Challenge: Resume the text on the rgbv color map by writing on from its final sentence.

# Source text start

The following function computes the 256 3–byte entries in the color map:
void
setmaprgbv(uchar cmap[256][3])
{
uchar *c;
int r, g, b, v;
int num, den;
int i, j;
for(r=0,i=0; r!=4; r++)
for(v=0; v!=4; v++,i+=16)
for(g=0,j=v–r; g!=4; g++)
for(b=0; b!=4; b++,j++){
c = cmap[i+(j&15)];
den = r;
if(g > den)
den = g;
if(b > den)
den = b;
if(den == 0) /* would divide check; pick grey shades */
c[0] = c[1] = c[2] = 17*v;
else{
num = 17*(4*den+v);
c[0] = r*num/den;
c[1] = g*num/den;
c[2] = b*num/den;
}
}
}

There are 4 nested loops to pick the (red,green,blue) coordinates of the subcube, and the value (intensity) within the subcube, indexed by r, g, b, and v, whence the name rgbv. The peculiar order in which the color map is indexed is designed to distribute the grey shades uniformly through the map--the i'th grey shade, 0<=i<=15 has index ix17, with black going to 0 and white to 255. Therefore, when a call to draw converts a 1, 2 or 4 bit–per–pixel picture to 8 bits per pixel (which it does by replicating the pixels' bits), the converted pixel values are the appropriate grey shades.

The rgbv map is not gamma–corrected, for two reasons. First, photographic film and television are both normally under–corrected, the former by an accident of physics and the latter by NTSC's design. Second, we require extra color resolution at low intensities because of the non–linear response and adaptation of the human visual system. Properly gamma–corrected displays with adequate low–intensity resolution pack the high–intensity parts of the color cube with colors whose differences are almost imperceptible. Either reason suggests concentrating the available intensities at the low end of the range.

# Source text end
# Recorded data start

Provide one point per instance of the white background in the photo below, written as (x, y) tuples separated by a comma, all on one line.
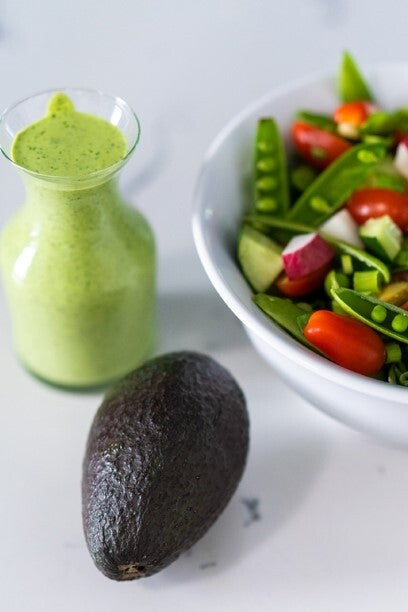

# Recorded data end

Answer for the task:
On `true–color' displays with separate values for the red, green, and blue components of a pixel, the values are chosen so 0 represents no intensity (black) and the maximum value (255 for an 8–bit–per–color display) represents full intensity (e.g., full red). Common display depths are 24 bits per pixel, with 8 bits per color in order red, green, blue, and 16 bits per pixel, with 5 bits of red, 6 bits of green, and 5 bits of blue.

Colors may also be created with an opacity factor called alpha, which is scaled so 0 represents fully transparent and 255 represents opaque color. The alpha is premultiplied into the other channels, as described in the paper by Porter and Duff cited in draw(2). The function setalpha (see allocimage(2)) aids the initialization of color values with non–trivial alpha.

The packing of pixels into bytes and words is odd. For compatibility with VGA frame buffers, the bits within a pixel byte are in big–endian order (leftmost pixel is most significant bits in byte), while bytes within a pixel are packed in little–endian order. Pixels are stored in contiguous bytes. This results in unintuitive pixel formats. For example, for the RGB24 format, the byte ordering is blue, green, red.

To maintain a constant external representation, the draw(3) interface as well as the various graphics libraries represent colors by 32–bit numbers, as described in color(2).